• **Problem to work on**
Count the lines below that contain the string "chair". Matching is case-sensitive, and the reply is the count alone.

• **Exercise material**

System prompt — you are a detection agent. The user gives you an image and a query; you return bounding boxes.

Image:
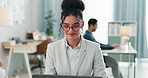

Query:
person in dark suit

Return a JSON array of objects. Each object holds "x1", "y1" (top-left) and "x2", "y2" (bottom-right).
[
  {"x1": 83, "y1": 18, "x2": 122, "y2": 78},
  {"x1": 45, "y1": 0, "x2": 108, "y2": 78}
]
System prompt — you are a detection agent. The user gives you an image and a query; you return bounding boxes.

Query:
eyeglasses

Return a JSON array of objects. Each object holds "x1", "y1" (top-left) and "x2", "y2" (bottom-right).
[{"x1": 61, "y1": 23, "x2": 81, "y2": 32}]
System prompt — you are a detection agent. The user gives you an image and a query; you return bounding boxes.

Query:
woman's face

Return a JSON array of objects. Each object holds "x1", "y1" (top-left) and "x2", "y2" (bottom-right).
[{"x1": 61, "y1": 15, "x2": 82, "y2": 41}]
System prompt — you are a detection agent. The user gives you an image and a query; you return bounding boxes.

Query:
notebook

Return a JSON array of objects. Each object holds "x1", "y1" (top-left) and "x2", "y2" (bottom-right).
[{"x1": 32, "y1": 74, "x2": 102, "y2": 78}]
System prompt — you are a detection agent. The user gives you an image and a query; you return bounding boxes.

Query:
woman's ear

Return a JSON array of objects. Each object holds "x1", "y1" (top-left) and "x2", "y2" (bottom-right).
[{"x1": 82, "y1": 21, "x2": 84, "y2": 28}]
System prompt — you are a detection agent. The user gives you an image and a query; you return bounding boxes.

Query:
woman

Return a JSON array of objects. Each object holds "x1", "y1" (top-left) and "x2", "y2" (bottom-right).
[{"x1": 45, "y1": 0, "x2": 107, "y2": 78}]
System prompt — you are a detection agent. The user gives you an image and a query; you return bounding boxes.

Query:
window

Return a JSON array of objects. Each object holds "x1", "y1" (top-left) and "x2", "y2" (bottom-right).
[
  {"x1": 83, "y1": 0, "x2": 114, "y2": 43},
  {"x1": 146, "y1": 1, "x2": 148, "y2": 45}
]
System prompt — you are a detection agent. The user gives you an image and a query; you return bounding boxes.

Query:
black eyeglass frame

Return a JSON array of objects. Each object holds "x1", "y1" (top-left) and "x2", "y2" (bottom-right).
[{"x1": 60, "y1": 20, "x2": 82, "y2": 32}]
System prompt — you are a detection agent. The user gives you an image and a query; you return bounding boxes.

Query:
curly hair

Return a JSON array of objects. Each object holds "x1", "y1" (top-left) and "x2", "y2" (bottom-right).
[{"x1": 61, "y1": 0, "x2": 85, "y2": 21}]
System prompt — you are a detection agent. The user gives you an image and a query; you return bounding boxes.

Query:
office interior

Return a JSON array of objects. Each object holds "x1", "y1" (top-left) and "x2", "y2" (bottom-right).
[{"x1": 0, "y1": 0, "x2": 148, "y2": 78}]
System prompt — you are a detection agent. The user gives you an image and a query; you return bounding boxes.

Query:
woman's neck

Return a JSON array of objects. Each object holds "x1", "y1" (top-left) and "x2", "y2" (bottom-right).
[{"x1": 67, "y1": 37, "x2": 81, "y2": 48}]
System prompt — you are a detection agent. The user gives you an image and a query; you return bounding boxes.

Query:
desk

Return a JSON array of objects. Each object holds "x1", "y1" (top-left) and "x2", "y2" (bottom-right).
[
  {"x1": 3, "y1": 41, "x2": 41, "y2": 78},
  {"x1": 102, "y1": 46, "x2": 137, "y2": 78}
]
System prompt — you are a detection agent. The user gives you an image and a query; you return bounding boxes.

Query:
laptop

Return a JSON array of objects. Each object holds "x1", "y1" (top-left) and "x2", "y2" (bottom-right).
[{"x1": 32, "y1": 74, "x2": 102, "y2": 78}]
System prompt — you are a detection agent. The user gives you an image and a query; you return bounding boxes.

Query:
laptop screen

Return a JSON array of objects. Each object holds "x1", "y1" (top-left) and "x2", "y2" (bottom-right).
[{"x1": 32, "y1": 74, "x2": 102, "y2": 78}]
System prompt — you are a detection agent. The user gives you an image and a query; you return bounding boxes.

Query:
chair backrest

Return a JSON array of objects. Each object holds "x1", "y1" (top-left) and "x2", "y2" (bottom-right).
[{"x1": 34, "y1": 39, "x2": 52, "y2": 54}]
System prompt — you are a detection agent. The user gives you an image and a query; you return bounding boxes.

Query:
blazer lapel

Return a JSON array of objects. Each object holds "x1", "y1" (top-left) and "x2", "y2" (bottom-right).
[
  {"x1": 76, "y1": 38, "x2": 86, "y2": 74},
  {"x1": 60, "y1": 39, "x2": 70, "y2": 75}
]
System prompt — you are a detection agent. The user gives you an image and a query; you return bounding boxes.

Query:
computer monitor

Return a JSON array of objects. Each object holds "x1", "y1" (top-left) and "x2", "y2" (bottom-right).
[{"x1": 32, "y1": 74, "x2": 102, "y2": 78}]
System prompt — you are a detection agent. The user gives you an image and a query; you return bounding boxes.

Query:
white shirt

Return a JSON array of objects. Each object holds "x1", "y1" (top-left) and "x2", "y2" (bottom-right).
[{"x1": 66, "y1": 41, "x2": 81, "y2": 75}]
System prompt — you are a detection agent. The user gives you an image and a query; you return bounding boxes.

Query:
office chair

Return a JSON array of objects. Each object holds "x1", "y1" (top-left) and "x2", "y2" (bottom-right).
[{"x1": 30, "y1": 39, "x2": 52, "y2": 74}]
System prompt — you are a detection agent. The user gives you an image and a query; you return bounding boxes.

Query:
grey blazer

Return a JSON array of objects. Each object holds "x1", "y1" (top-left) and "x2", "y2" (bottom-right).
[{"x1": 45, "y1": 38, "x2": 107, "y2": 78}]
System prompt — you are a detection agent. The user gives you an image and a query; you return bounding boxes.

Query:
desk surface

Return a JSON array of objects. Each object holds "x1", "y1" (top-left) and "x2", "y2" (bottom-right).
[
  {"x1": 102, "y1": 46, "x2": 137, "y2": 54},
  {"x1": 2, "y1": 41, "x2": 42, "y2": 53}
]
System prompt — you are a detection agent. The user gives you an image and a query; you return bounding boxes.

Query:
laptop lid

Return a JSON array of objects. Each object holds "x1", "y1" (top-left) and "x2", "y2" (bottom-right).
[{"x1": 32, "y1": 74, "x2": 102, "y2": 78}]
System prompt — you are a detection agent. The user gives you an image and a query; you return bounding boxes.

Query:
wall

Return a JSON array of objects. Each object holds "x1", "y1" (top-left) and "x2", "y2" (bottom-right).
[{"x1": 0, "y1": 0, "x2": 38, "y2": 74}]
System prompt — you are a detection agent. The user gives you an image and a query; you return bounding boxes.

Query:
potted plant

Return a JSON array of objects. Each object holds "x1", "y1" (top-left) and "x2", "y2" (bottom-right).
[{"x1": 45, "y1": 11, "x2": 55, "y2": 36}]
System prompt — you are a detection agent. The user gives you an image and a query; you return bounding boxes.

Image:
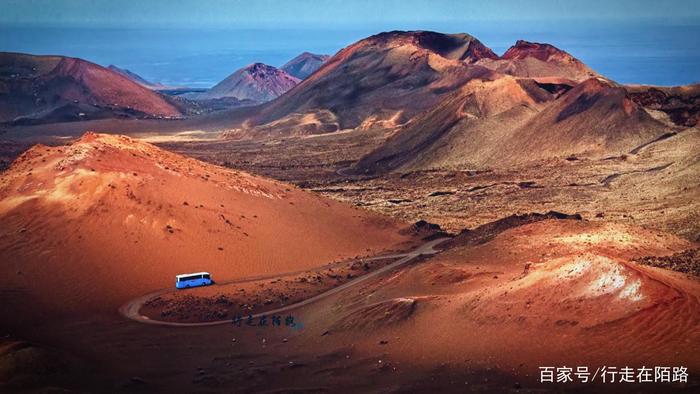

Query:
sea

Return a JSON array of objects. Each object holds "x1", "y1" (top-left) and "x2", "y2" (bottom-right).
[{"x1": 0, "y1": 20, "x2": 700, "y2": 88}]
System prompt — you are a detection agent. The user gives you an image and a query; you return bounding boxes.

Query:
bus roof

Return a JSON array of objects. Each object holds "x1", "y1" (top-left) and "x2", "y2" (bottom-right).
[{"x1": 175, "y1": 272, "x2": 209, "y2": 278}]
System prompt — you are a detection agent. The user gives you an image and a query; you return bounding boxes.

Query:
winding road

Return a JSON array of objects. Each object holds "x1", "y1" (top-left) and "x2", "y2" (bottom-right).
[{"x1": 119, "y1": 238, "x2": 449, "y2": 327}]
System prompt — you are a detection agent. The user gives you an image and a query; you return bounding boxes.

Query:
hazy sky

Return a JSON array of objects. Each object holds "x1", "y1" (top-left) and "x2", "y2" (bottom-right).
[{"x1": 0, "y1": 0, "x2": 700, "y2": 28}]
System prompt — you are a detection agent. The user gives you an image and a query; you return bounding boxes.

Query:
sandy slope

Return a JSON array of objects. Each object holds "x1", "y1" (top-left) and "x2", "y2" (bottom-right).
[
  {"x1": 0, "y1": 133, "x2": 416, "y2": 316},
  {"x1": 290, "y1": 220, "x2": 700, "y2": 384}
]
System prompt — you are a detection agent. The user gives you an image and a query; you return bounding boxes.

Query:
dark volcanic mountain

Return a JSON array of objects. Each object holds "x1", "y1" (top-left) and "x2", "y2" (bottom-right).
[
  {"x1": 355, "y1": 77, "x2": 666, "y2": 173},
  {"x1": 249, "y1": 31, "x2": 498, "y2": 128},
  {"x1": 280, "y1": 52, "x2": 330, "y2": 79},
  {"x1": 0, "y1": 53, "x2": 181, "y2": 123},
  {"x1": 196, "y1": 63, "x2": 299, "y2": 103},
  {"x1": 107, "y1": 64, "x2": 166, "y2": 90},
  {"x1": 626, "y1": 84, "x2": 700, "y2": 127},
  {"x1": 478, "y1": 40, "x2": 600, "y2": 82}
]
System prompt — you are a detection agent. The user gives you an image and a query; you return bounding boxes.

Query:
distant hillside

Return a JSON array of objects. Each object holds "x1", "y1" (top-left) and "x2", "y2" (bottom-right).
[
  {"x1": 107, "y1": 64, "x2": 167, "y2": 90},
  {"x1": 0, "y1": 52, "x2": 182, "y2": 123},
  {"x1": 192, "y1": 63, "x2": 299, "y2": 103},
  {"x1": 280, "y1": 52, "x2": 330, "y2": 79}
]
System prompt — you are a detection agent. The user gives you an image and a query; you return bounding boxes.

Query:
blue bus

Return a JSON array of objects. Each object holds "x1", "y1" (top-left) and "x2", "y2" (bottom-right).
[{"x1": 175, "y1": 272, "x2": 214, "y2": 289}]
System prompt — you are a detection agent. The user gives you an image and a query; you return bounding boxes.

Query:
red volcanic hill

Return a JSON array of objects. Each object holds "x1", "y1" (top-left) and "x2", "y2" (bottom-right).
[
  {"x1": 478, "y1": 40, "x2": 600, "y2": 82},
  {"x1": 355, "y1": 77, "x2": 666, "y2": 173},
  {"x1": 0, "y1": 133, "x2": 409, "y2": 314},
  {"x1": 252, "y1": 31, "x2": 497, "y2": 128},
  {"x1": 280, "y1": 52, "x2": 330, "y2": 79},
  {"x1": 107, "y1": 64, "x2": 167, "y2": 90},
  {"x1": 196, "y1": 63, "x2": 299, "y2": 103},
  {"x1": 0, "y1": 53, "x2": 181, "y2": 123}
]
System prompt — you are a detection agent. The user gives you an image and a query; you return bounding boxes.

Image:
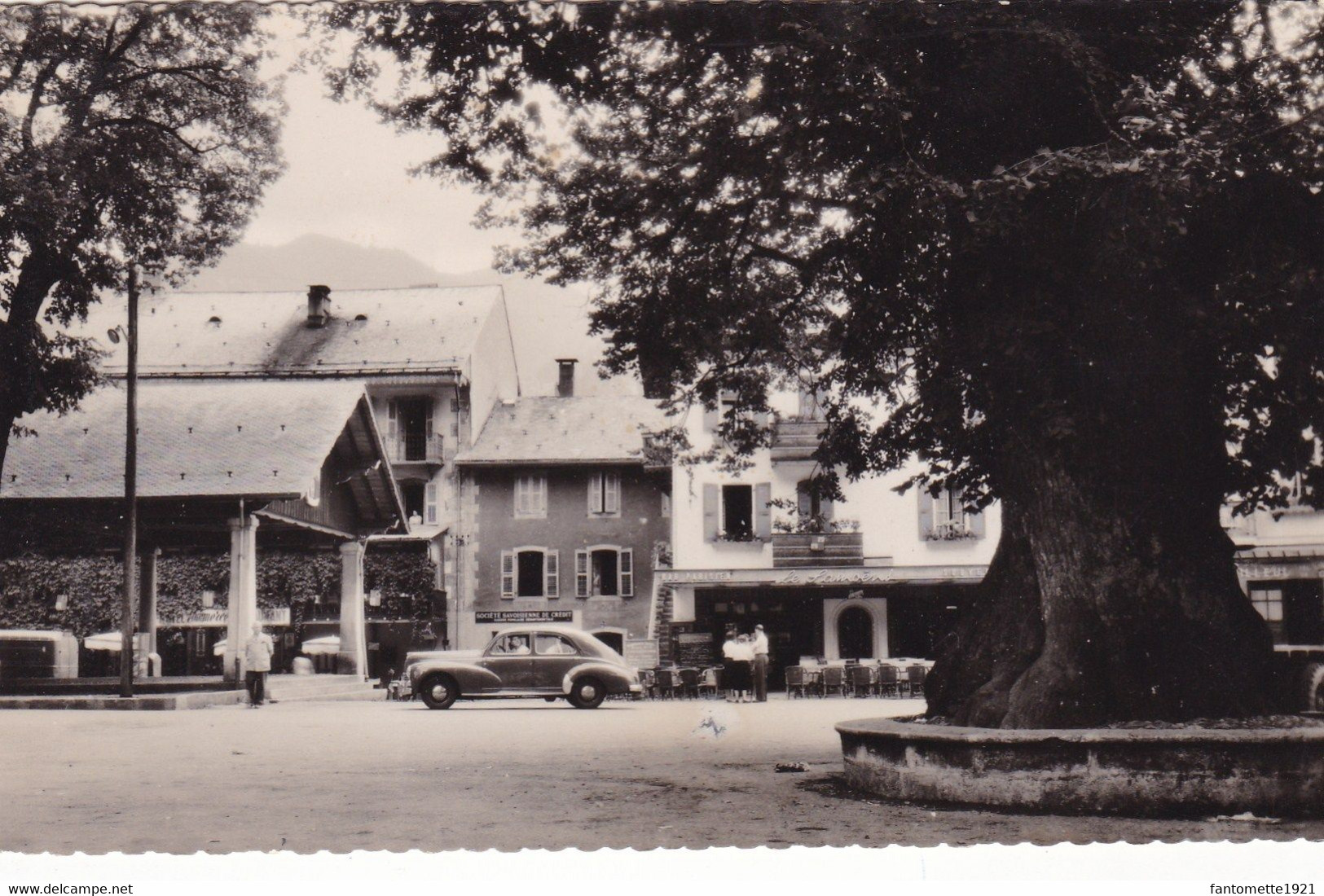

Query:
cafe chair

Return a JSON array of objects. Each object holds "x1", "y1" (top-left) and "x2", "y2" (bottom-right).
[
  {"x1": 906, "y1": 665, "x2": 928, "y2": 697},
  {"x1": 699, "y1": 665, "x2": 722, "y2": 697}
]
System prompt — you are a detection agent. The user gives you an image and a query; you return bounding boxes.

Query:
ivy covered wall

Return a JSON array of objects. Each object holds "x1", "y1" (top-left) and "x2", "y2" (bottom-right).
[{"x1": 0, "y1": 548, "x2": 436, "y2": 638}]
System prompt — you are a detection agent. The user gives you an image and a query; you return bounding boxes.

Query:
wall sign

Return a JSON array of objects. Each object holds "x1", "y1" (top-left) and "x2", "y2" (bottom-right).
[{"x1": 474, "y1": 610, "x2": 574, "y2": 623}]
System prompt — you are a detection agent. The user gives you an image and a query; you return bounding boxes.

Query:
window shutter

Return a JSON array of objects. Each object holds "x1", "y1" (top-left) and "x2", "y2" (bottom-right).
[
  {"x1": 422, "y1": 481, "x2": 437, "y2": 525},
  {"x1": 917, "y1": 485, "x2": 934, "y2": 540},
  {"x1": 796, "y1": 479, "x2": 814, "y2": 521},
  {"x1": 574, "y1": 551, "x2": 588, "y2": 597},
  {"x1": 500, "y1": 551, "x2": 515, "y2": 597},
  {"x1": 703, "y1": 481, "x2": 718, "y2": 542},
  {"x1": 543, "y1": 551, "x2": 561, "y2": 597},
  {"x1": 588, "y1": 472, "x2": 605, "y2": 513},
  {"x1": 754, "y1": 481, "x2": 772, "y2": 538},
  {"x1": 617, "y1": 548, "x2": 634, "y2": 597}
]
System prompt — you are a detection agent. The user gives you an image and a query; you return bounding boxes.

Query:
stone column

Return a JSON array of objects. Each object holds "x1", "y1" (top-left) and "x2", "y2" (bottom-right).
[
  {"x1": 225, "y1": 515, "x2": 257, "y2": 680},
  {"x1": 138, "y1": 548, "x2": 161, "y2": 675},
  {"x1": 336, "y1": 542, "x2": 368, "y2": 678}
]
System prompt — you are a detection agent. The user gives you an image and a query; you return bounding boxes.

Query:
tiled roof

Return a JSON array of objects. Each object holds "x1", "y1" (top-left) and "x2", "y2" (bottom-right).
[
  {"x1": 455, "y1": 396, "x2": 667, "y2": 464},
  {"x1": 0, "y1": 380, "x2": 364, "y2": 499},
  {"x1": 77, "y1": 286, "x2": 504, "y2": 376}
]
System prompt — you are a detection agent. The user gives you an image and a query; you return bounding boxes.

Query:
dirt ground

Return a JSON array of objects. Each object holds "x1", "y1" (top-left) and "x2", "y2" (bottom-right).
[{"x1": 0, "y1": 696, "x2": 1324, "y2": 854}]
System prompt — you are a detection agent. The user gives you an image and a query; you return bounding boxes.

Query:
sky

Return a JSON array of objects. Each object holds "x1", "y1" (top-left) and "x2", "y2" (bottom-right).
[{"x1": 245, "y1": 13, "x2": 517, "y2": 273}]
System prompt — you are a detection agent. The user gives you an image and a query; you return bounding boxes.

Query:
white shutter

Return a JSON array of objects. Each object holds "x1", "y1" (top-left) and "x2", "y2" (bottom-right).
[
  {"x1": 543, "y1": 551, "x2": 561, "y2": 597},
  {"x1": 422, "y1": 481, "x2": 437, "y2": 525},
  {"x1": 588, "y1": 472, "x2": 605, "y2": 515},
  {"x1": 616, "y1": 548, "x2": 634, "y2": 597},
  {"x1": 574, "y1": 551, "x2": 588, "y2": 597},
  {"x1": 500, "y1": 551, "x2": 515, "y2": 597}
]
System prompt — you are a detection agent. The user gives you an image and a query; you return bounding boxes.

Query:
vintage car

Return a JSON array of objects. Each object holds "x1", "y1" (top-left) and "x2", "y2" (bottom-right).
[{"x1": 405, "y1": 625, "x2": 644, "y2": 709}]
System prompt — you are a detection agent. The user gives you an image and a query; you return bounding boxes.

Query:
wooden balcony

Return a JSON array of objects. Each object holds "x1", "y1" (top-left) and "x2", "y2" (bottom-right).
[
  {"x1": 772, "y1": 419, "x2": 824, "y2": 463},
  {"x1": 772, "y1": 532, "x2": 864, "y2": 569}
]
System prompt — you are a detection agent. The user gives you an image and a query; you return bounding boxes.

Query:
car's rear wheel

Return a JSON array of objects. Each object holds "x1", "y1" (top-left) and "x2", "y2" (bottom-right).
[
  {"x1": 419, "y1": 672, "x2": 460, "y2": 709},
  {"x1": 568, "y1": 678, "x2": 606, "y2": 709}
]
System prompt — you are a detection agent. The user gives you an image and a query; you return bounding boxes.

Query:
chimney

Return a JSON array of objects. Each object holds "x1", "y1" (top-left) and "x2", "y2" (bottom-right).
[
  {"x1": 556, "y1": 358, "x2": 578, "y2": 398},
  {"x1": 309, "y1": 286, "x2": 331, "y2": 328}
]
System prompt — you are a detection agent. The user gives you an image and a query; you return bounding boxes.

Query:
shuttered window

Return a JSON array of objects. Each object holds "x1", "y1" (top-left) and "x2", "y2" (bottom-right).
[
  {"x1": 500, "y1": 548, "x2": 561, "y2": 597},
  {"x1": 574, "y1": 545, "x2": 634, "y2": 597}
]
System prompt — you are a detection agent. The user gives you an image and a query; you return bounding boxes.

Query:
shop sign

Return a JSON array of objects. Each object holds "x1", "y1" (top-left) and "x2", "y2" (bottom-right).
[
  {"x1": 474, "y1": 610, "x2": 574, "y2": 623},
  {"x1": 156, "y1": 606, "x2": 290, "y2": 629}
]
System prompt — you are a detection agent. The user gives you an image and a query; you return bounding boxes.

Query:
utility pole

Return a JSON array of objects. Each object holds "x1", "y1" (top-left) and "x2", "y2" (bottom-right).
[{"x1": 119, "y1": 265, "x2": 138, "y2": 697}]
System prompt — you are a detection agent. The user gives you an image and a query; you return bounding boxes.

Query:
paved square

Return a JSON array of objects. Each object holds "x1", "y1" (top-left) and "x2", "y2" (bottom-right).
[{"x1": 0, "y1": 695, "x2": 1324, "y2": 854}]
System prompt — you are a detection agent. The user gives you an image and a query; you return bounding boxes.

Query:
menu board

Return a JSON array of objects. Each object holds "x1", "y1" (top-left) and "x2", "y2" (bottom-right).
[
  {"x1": 625, "y1": 638, "x2": 658, "y2": 669},
  {"x1": 675, "y1": 631, "x2": 712, "y2": 667}
]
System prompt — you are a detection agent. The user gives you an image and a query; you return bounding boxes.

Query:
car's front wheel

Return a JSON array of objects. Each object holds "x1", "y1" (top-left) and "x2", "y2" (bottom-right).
[
  {"x1": 419, "y1": 674, "x2": 460, "y2": 709},
  {"x1": 568, "y1": 678, "x2": 606, "y2": 709}
]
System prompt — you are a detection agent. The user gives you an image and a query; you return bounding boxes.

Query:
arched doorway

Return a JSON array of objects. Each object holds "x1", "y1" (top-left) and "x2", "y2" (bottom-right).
[{"x1": 837, "y1": 606, "x2": 874, "y2": 659}]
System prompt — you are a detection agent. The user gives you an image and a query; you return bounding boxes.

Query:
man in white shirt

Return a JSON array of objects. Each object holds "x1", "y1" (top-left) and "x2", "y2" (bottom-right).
[{"x1": 754, "y1": 625, "x2": 768, "y2": 703}]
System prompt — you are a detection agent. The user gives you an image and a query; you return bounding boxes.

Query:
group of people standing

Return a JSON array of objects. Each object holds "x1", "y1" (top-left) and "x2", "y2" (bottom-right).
[{"x1": 722, "y1": 625, "x2": 768, "y2": 703}]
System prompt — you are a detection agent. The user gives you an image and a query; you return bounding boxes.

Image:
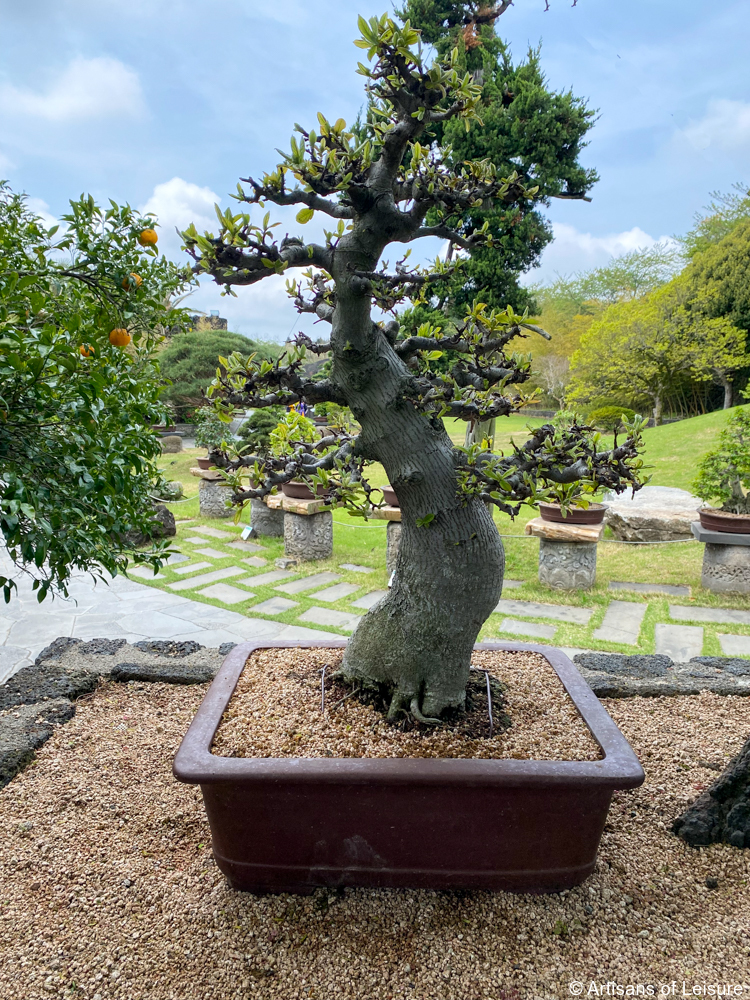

• **Solution for this exercise**
3